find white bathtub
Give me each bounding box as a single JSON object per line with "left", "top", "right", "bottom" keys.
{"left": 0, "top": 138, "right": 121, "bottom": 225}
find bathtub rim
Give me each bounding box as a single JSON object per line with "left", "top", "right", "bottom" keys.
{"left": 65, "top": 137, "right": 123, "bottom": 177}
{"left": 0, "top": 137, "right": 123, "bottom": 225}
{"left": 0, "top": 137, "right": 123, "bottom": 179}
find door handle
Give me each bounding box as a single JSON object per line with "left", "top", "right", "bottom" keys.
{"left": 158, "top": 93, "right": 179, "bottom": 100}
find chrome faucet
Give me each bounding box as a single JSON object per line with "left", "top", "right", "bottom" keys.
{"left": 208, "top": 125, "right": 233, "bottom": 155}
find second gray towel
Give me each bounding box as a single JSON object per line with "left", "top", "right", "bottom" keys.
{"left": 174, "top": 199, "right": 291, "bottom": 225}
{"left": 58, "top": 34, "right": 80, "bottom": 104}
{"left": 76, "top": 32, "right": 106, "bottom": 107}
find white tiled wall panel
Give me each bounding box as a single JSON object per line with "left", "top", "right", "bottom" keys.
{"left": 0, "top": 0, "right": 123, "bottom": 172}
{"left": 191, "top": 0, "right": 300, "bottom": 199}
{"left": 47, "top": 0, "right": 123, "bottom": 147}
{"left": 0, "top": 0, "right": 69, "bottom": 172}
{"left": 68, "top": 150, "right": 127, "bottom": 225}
-------
→ ACTIVITY:
From the listing above, repeat exactly the lines starting at the line that includes "find door handle" and ending at the line that includes "find second gray towel", with nothing outside that span.

→ REPLY:
find door handle
Give me each bounding box as a single JSON object per line with "left", "top", "right", "bottom" keys.
{"left": 158, "top": 93, "right": 179, "bottom": 100}
find chrome faucet
Give me each bounding box as a single JSON object per line with "left", "top", "right", "bottom" keys.
{"left": 208, "top": 125, "right": 233, "bottom": 155}
find second gray towel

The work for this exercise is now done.